§ **INSTRUCTIONS TO FOLLOW**
Set down, word for word, every line of the listing below, starting with the one that contains "microphone and record integer pixel coordinates." and ending with the final line. Include nothing else.

-------

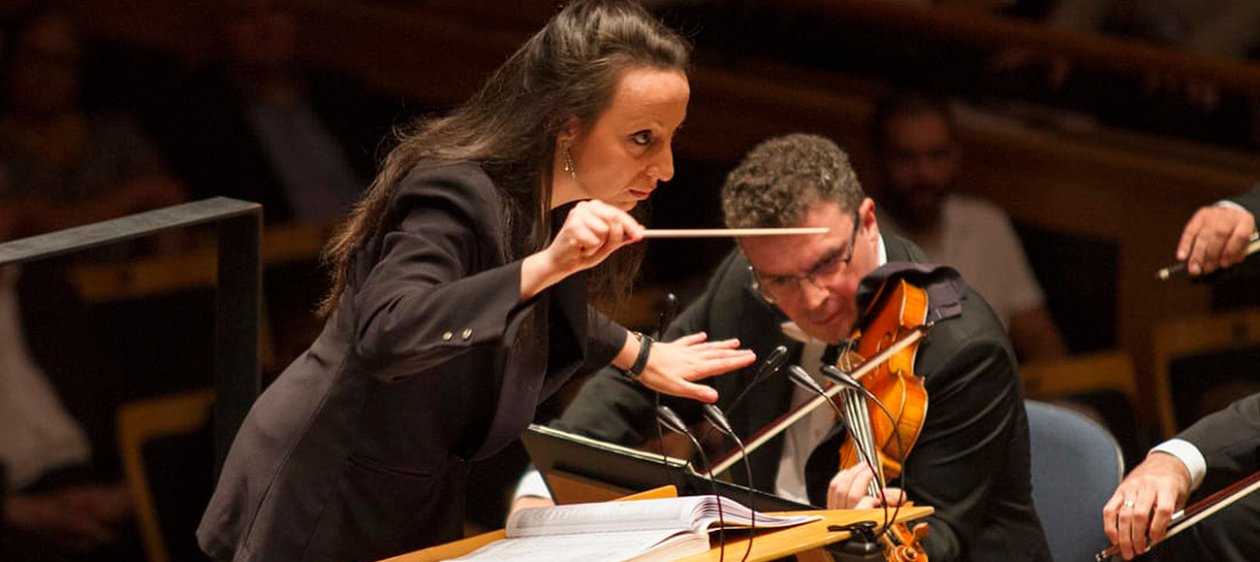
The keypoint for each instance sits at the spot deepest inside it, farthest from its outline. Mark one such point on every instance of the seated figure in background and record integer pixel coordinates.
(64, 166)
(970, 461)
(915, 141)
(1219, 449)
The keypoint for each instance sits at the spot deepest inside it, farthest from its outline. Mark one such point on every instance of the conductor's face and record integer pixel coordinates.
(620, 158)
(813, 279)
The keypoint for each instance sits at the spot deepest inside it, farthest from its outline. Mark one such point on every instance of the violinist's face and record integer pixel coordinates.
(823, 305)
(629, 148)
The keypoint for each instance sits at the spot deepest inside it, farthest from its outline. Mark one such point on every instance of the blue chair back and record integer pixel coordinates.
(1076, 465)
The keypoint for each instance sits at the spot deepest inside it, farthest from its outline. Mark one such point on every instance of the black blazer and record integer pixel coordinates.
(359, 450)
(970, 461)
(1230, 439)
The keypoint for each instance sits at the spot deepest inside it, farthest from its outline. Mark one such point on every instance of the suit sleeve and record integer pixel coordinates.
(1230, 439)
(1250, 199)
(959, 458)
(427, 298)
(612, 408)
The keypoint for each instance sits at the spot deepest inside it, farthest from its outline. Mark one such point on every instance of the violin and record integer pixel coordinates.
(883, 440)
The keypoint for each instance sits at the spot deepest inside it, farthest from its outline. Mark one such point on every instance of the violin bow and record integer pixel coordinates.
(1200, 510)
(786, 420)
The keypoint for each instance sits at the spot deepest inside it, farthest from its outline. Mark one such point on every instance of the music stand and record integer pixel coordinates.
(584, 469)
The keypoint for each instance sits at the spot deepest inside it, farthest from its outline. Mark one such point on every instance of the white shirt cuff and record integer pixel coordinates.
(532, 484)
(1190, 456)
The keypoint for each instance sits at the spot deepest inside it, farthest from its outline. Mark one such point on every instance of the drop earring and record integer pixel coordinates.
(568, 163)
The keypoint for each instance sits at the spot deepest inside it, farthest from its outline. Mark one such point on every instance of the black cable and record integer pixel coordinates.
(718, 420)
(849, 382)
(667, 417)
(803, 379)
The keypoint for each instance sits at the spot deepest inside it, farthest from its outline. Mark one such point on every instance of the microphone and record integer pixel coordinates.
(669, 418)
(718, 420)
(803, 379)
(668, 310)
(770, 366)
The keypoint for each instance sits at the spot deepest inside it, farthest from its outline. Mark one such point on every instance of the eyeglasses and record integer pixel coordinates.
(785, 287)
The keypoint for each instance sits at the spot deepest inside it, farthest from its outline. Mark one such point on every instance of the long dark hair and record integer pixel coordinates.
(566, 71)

-------

§ **RESULT OF THE EXERCISE**
The keypoint for each instance sits at the spot deepest inside it, farthest from its outline. Mark one such point on every instance of the microphone and record integer pixel coordinates.
(669, 418)
(718, 420)
(803, 379)
(668, 310)
(770, 366)
The keypoint for each instance sits at the spot deepest inside it, farthest from its outline. Mark one such point on every instance of the eyeglasses and record integer pixel coordinates.
(785, 287)
The keypoint for each instance sits at the spot deepest inside it, farthest from its outline. Mark one such point on every instance of the long dark hair and record integer pixel coordinates.
(566, 71)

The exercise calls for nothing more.